● INSTRUCTIONS TO FOLLOW
Rewrite all of the data below as a numbered list, one line per item, skipping blank lines. Omit the pictures.

******************************

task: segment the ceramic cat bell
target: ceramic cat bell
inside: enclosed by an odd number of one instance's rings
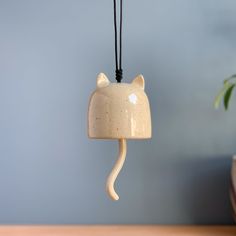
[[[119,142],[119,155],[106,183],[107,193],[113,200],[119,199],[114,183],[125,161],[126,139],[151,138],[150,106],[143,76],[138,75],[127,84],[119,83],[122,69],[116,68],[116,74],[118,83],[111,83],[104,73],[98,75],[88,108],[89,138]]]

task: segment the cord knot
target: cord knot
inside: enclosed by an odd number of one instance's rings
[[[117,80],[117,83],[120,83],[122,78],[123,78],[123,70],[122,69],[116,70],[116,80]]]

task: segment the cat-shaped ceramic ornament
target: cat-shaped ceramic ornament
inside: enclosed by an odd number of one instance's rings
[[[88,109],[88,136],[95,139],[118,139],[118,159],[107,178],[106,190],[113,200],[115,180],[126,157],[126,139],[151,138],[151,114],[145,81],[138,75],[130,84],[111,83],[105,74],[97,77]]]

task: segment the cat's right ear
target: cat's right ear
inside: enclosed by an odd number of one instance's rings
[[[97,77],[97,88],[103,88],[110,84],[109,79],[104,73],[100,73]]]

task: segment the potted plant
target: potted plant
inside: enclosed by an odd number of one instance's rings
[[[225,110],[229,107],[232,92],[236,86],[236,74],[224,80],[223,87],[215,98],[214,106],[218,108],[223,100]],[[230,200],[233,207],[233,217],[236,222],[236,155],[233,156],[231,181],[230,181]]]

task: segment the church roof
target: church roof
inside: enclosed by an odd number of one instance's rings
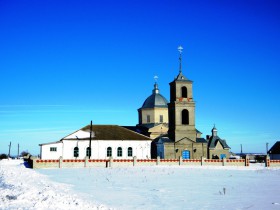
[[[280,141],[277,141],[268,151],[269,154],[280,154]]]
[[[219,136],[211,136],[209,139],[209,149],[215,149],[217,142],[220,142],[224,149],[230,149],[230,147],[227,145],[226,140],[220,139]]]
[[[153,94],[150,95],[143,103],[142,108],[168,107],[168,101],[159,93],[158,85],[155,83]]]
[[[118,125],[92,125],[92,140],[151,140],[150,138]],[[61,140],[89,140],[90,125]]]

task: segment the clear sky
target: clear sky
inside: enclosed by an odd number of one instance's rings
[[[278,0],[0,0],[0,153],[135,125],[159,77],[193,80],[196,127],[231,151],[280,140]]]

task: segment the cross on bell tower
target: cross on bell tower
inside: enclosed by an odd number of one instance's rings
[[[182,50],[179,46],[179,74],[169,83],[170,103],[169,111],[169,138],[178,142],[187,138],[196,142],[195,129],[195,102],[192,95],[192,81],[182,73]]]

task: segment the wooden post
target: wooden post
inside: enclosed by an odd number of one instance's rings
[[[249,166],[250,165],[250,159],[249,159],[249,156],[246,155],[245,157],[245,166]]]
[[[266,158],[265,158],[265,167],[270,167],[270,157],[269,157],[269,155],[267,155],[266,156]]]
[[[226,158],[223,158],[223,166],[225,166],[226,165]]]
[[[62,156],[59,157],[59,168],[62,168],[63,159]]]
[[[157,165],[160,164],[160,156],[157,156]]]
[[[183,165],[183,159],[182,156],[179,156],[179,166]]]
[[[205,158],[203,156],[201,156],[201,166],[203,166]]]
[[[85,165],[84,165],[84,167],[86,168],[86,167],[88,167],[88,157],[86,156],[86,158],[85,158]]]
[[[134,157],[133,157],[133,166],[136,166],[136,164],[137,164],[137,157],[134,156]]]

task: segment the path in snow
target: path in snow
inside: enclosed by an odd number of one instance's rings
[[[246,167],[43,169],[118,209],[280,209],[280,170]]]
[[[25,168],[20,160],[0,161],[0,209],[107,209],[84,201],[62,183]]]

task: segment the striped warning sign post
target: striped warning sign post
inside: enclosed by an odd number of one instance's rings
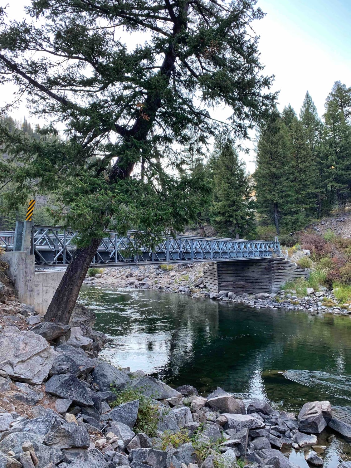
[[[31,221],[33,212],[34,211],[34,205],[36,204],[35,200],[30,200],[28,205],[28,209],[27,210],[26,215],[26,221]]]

******************************

● SOLUTION TO THIS EXERCISE
1. task: segment the ceramic cat bell
2. target: ceramic cat bell
3. inside: enclosed by an odd number of one instance's rings
4. [[[119,142],[119,155],[106,183],[107,193],[113,200],[119,199],[114,183],[125,161],[126,139],[151,138],[150,106],[143,76],[138,75],[127,84],[119,83],[122,69],[116,68],[116,74],[118,83],[111,83],[104,73],[98,75],[88,108],[89,138]]]
5. task: segment the cord knot
6. target: cord knot
7. inside: enclosed by an odd number of one instance's rings
8. [[[117,80],[117,83],[120,83],[122,78],[123,78],[123,70],[122,69],[116,70],[116,80]]]
9. task: segment the cat-shaped ceramic ornament
10. target: cat-shaped ceramic ornament
11. inside: enclosed by an odd number of one instance's rings
12. [[[88,109],[88,136],[95,139],[118,139],[118,159],[107,178],[106,190],[113,200],[115,180],[126,157],[126,139],[151,138],[151,114],[145,81],[138,75],[130,84],[111,83],[105,74],[97,77]]]
13. task: segment the cat's right ear
14. target: cat's right ear
15. inside: enclosed by an odd number of one instance's rings
16. [[[97,77],[97,88],[103,88],[110,84],[109,79],[104,73],[100,73]]]
17. task: segment the potted plant
18. target: potted plant
19. inside: enclosed by an odd number of one instance's rings
20. [[[225,110],[229,107],[232,92],[236,86],[236,74],[224,80],[223,87],[215,98],[214,106],[218,108],[223,100]],[[230,200],[233,207],[233,217],[236,222],[236,155],[233,156],[231,181],[230,181]]]
21. task: segment the church roof
22. target: church roof
23. inside: enclosed by an odd number of one instance's rings
24. [[[280,141],[277,141],[268,151],[269,154],[280,154]]]
25. [[[219,136],[211,136],[209,139],[209,149],[215,149],[217,142],[220,142],[224,149],[230,149],[230,147],[227,145],[226,140],[220,139]]]
26. [[[153,94],[150,95],[143,103],[142,108],[168,107],[168,101],[159,93],[158,85],[155,83]]]
27. [[[118,125],[92,125],[92,140],[151,140],[150,138]],[[61,140],[89,140],[90,125]]]
28. task: segment the clear sky
29. target: clear sky
30. inside: enclosed by an odd number of one instance's rings
31. [[[278,0],[0,0],[0,153],[135,125],[159,77],[193,80],[196,127],[231,151],[280,140]]]
32. task: segment the cross on bell tower
33. target: cross on bell tower
34. inside: enclosed by an odd number of one instance's rings
35. [[[182,50],[179,46],[179,74],[169,83],[170,103],[169,111],[169,138],[178,142],[187,138],[196,142],[195,129],[195,102],[192,95],[192,81],[182,73]]]
36. task: segment the wooden post
37. target: wooden post
38. inside: enclosed by an odd number of one instance's rings
39. [[[249,166],[250,165],[250,159],[249,159],[249,156],[246,155],[245,157],[245,166]]]
40. [[[266,158],[265,158],[265,167],[270,167],[270,157],[269,157],[269,155],[267,155],[266,156]]]
41. [[[226,158],[223,158],[223,166],[225,166],[226,165]]]
42. [[[62,156],[59,157],[59,168],[62,168],[63,159]]]
43. [[[157,165],[160,164],[160,156],[157,156]]]
44. [[[183,165],[183,159],[182,156],[179,156],[179,166]]]
45. [[[205,158],[203,156],[201,156],[201,166],[203,166]]]
46. [[[85,165],[84,165],[84,167],[86,168],[86,167],[88,167],[88,157],[86,156],[86,158],[85,158]]]
47. [[[134,157],[133,157],[133,166],[136,166],[136,164],[137,164],[137,157],[134,156]]]
48. task: segment the path in snow
49. target: path in snow
50. inside: enclosed by an odd number of one instance's rings
51. [[[246,167],[43,169],[118,209],[280,209],[280,170]]]
52. [[[25,168],[20,160],[0,161],[0,209],[107,209],[84,201],[62,183]]]
53. task: segment the striped warning sign post
54. target: striped warning sign post
55. inside: enclosed by an odd number of one instance's rings
56. [[[31,221],[33,212],[34,211],[34,205],[36,204],[35,200],[30,200],[28,205],[28,209],[27,210],[26,215],[26,221]]]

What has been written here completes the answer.